### Dataset content
◇ ◇ ◇ ◇
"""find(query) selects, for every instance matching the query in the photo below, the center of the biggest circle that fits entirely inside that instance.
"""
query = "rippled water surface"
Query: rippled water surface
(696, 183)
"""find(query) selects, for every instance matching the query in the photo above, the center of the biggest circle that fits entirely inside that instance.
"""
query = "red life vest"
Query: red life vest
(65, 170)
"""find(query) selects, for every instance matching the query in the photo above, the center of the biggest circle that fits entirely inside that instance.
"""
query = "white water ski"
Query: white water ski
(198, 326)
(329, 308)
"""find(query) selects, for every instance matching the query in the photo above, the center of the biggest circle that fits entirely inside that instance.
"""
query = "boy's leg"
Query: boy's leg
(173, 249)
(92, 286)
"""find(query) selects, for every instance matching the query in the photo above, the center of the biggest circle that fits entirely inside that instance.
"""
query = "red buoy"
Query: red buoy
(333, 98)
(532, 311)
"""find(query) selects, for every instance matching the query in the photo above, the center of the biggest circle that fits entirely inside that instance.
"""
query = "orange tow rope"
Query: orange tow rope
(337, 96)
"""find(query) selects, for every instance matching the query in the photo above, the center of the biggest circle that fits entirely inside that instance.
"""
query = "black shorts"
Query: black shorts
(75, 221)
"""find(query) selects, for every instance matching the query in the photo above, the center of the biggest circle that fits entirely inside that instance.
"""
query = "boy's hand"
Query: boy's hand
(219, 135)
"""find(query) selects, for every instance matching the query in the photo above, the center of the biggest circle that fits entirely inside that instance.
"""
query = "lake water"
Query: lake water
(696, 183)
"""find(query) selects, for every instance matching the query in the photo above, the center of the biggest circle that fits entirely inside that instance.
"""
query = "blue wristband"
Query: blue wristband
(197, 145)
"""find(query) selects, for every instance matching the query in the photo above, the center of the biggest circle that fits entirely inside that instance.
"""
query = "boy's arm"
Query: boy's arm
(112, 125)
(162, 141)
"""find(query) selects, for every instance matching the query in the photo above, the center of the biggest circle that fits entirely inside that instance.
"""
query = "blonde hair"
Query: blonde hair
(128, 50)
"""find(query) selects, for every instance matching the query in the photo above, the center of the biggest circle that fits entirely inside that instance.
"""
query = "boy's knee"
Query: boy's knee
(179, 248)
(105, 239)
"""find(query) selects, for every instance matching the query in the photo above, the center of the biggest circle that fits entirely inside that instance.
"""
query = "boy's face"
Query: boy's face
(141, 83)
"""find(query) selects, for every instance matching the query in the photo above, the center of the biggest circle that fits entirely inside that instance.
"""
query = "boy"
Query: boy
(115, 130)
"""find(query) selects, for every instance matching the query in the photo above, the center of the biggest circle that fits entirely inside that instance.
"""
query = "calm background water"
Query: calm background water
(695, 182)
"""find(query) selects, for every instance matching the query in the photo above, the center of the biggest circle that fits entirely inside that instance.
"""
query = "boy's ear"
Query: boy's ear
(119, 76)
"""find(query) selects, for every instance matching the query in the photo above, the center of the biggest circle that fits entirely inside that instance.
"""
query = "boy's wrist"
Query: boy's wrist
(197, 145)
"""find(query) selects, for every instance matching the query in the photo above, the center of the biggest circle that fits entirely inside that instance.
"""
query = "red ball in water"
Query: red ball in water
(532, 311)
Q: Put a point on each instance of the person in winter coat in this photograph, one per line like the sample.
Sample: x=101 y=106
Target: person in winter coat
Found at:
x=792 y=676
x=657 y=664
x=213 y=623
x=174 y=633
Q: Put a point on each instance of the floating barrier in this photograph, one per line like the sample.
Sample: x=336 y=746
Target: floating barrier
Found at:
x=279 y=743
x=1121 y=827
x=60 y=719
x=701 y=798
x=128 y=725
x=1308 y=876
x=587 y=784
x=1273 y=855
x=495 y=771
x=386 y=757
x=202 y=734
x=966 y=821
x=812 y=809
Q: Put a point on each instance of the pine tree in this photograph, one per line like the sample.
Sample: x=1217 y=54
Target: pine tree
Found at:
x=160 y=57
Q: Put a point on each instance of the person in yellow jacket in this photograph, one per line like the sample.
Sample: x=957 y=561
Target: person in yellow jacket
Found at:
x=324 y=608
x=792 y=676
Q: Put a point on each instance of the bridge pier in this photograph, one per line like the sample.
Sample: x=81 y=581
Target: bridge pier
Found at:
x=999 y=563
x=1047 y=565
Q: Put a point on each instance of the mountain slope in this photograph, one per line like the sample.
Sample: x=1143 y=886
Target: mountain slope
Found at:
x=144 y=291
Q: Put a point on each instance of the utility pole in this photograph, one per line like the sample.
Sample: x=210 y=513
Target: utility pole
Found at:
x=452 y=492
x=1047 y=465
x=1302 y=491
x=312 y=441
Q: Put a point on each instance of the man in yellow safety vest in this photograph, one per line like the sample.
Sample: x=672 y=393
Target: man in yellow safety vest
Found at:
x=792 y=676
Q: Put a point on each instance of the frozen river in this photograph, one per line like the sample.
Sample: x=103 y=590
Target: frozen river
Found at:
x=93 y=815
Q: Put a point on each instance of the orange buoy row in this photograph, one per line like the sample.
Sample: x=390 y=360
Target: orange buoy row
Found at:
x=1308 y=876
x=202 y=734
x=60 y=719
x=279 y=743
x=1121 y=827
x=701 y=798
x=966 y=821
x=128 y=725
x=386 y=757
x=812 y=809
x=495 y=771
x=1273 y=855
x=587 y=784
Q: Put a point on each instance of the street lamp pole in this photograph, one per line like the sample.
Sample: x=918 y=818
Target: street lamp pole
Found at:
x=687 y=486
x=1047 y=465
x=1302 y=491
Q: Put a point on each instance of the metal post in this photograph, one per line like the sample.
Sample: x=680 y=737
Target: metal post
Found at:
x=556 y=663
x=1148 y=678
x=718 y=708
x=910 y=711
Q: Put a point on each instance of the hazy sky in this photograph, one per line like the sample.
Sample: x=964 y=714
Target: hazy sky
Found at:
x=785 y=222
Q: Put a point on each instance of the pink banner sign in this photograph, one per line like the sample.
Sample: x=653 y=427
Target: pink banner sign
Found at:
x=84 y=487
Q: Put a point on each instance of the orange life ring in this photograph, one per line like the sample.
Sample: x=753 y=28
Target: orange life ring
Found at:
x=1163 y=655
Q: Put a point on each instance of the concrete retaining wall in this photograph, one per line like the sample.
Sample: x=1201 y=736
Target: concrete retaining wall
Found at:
◇ ◇ ◇ ◇
### What you will do
Take the entries above and transcribe them exactly.

### Result for this task
"""find(query) selects, for every instance matching the query in the photo below, the center of the biggest circle that fits entirely inside that instance.
"""
query = "rippled water surface"
Query: rippled water surface
(696, 183)
"""find(query) selects, for every instance matching the query in the photo above, the center of the biggest circle that fits entirely inside that instance.
"""
query = "red life vest"
Query: red life vest
(65, 170)
"""find(query) selects, for every instance matching the query in the photo above, the center of the biggest circle that fits entirely inside that instance.
"""
query = "white water ski"
Query: white water ski
(198, 326)
(329, 308)
"""find(query) selects, for every instance matching the query in the photo above, the center of the biggest circle that fits entirely inside that instance.
"""
query = "boy's leg"
Query: boy's leg
(173, 249)
(92, 286)
"""find(query) selects, for every instance matching the query in the photo above, the center of the biggest circle that fits entirely inside that instance.
"""
query = "red buoy"
Query: red buoy
(333, 98)
(532, 311)
"""find(query) selects, for every instance matching the query in the photo above, the center of the biggest circle that fits entirely inside that instance.
"""
query = "orange tow rope"
Query: orange tow rope
(337, 96)
"""find(query) selects, for every instance matching the query in the photo above, the center of the biggest circle that fits entirely inside that instance.
"""
query = "black shorts"
Query: black shorts
(75, 221)
"""find(query) selects, for every instance matching the query in the photo above, the center of the biggest circle that fits entirely inside that instance.
"""
query = "boy's hand"
Query: boy's hand
(219, 135)
"""find(query) selects, for every instance matching the query in the photo above, the center of the biggest circle that fits entirely inside that instance.
"""
query = "lake water"
Query: lake water
(696, 183)
"""find(query) selects, for every instance matching the query in the photo above, the center of the biggest circle that fits entirely inside that instance.
"""
query = "blue wristband"
Query: blue wristband
(197, 145)
"""find(query) selects, for every instance matching the query in the photo above, the center of the biggest circle that fits entirely inside that instance.
"""
query = "boy's arm"
Query: boy's arm
(112, 125)
(162, 141)
"""find(query) selects, for every instance matching the query in the photo above, the center of the biggest circle that fits entirely inside that instance.
"""
query = "blonde hair"
Query: blonde hair
(128, 50)
"""find(query) selects, for every instance matching the query in the photo above, the center of the biggest circle that fits entirely inside that instance.
"""
query = "boy's knee"
Query: boy's knee
(179, 248)
(105, 239)
"""find(query) selects, for every instance matching the query in the photo above, the center of the biggest circle that fits entirely inside that instance.
"""
query = "boy's face"
Query: boy's face
(141, 83)
"""find(query) selects, for every instance matching the query in the photo above, the center of the biggest circle that fits entirely inside that instance.
"""
query = "boy"
Query: boy
(115, 130)
"""find(query) selects, for every instance matching the query in the photo above, the center of the biggest circle that fits entirely inside that instance.
"""
query = "calm background water"
Query: calm background water
(695, 182)
"""find(query) selects, for every instance matching the query in the photo above, the center of the biggest circle that fits entirely inside that instance.
"""
query = "boy's ear"
Query: boy's ear
(119, 76)
"""find(query) selects, for every instance matching the query in the photo above, the center of the biggest circle that fits entirely inside that instance.
"""
query = "boy's wrist"
Query: boy's wrist
(197, 145)
"""find(query) selects, for every instance matching the query in the photo above, the center of the biggest circle that fits entirely inside that instance.
"""
query = "red ball in water"
Query: red ball in water
(532, 311)
Q: Put a point on each instance of the person in winter coat in this photograph, one per line like the sample.
Sample: x=101 y=106
Target: person in winter coat
Found at:
x=792 y=676
x=657 y=664
x=213 y=623
x=174 y=633
Q: Put a point on each instance of the floating barrier in this photograph, one per line like the sample.
Sample: x=336 y=746
Target: floating barrier
Found at:
x=279 y=743
x=1121 y=827
x=60 y=719
x=701 y=798
x=128 y=725
x=1308 y=876
x=587 y=784
x=1273 y=855
x=495 y=771
x=386 y=757
x=202 y=734
x=966 y=821
x=812 y=809
Q: Put a point on each instance of the pine tree in this photograph, one per line like the sample.
Sample: x=1217 y=54
Target: pine tree
Found at:
x=160 y=57
Q: Put a point on each instance of the person in yellow jacket in this photograph, one per line like the sample.
Sample: x=957 y=561
Target: person in yellow jacket
Found at:
x=324 y=608
x=792 y=676
Q: Put a point on each instance of the bridge pier in this photograph, one per line like the sample.
Sample: x=81 y=581
Target: bridge pier
Found at:
x=999 y=563
x=1047 y=565
Q: Put a point on each instance of the mountain slope in this photograph, one per line like the sample.
Sample: x=1143 y=886
Target: mountain slope
Found at:
x=144 y=291
Q: Put a point on each instance of the utility pole in this photograph, one per line like the sample.
Sample: x=210 y=513
Target: utility pole
Found at:
x=452 y=492
x=1047 y=465
x=1302 y=491
x=312 y=441
Q: Put a point on each instance of the man in yellow safety vest in this photograph, one per line like the sample.
Sample: x=672 y=393
Target: man in yellow safety vest
Found at:
x=792 y=676
Q: Put a point on each instance of the frozen river in this photograph, one per line like the sample.
Sample: x=103 y=590
Target: frozen river
Found at:
x=93 y=815
Q: Put a point on each instance of the orange buoy row in this photograph, one per line like the sample.
Sample: x=390 y=360
Target: orange buoy row
Found at:
x=1308 y=876
x=202 y=734
x=60 y=719
x=279 y=743
x=1121 y=827
x=701 y=798
x=966 y=821
x=128 y=725
x=386 y=757
x=812 y=809
x=495 y=771
x=1273 y=855
x=587 y=784
Q: Put a point on each instance of the street lamp pole in this photograph, one per line like the sample.
Sample: x=918 y=818
Target: street lamp pole
Found at:
x=687 y=486
x=1047 y=465
x=1302 y=491
Q: Put a point on each instance of the metal post in this photograph, one per line like the sample.
Sample: x=680 y=737
Target: metal post
Found at:
x=556 y=663
x=1148 y=678
x=718 y=708
x=910 y=711
Q: Put a point on each instance of the hazy sky in this photograph, one per line like the sample.
Sample: x=964 y=714
Target: hazy sky
Found at:
x=785 y=222
Q: Put a point on each instance of the pink banner sign in this photograph, one per line like the sample.
Sample: x=653 y=427
Target: pink banner sign
Found at:
x=84 y=487
Q: Put a point on each instance of the orange life ring in this photograph, one per line like the sample.
Sample: x=753 y=28
Target: orange life ring
Found at:
x=1163 y=655
Q: Put a point on each instance of the concrete retaining wall in this photograph, one per line like the sample.
Sample: x=1201 y=736
Target: concrete retaining wall
Found at:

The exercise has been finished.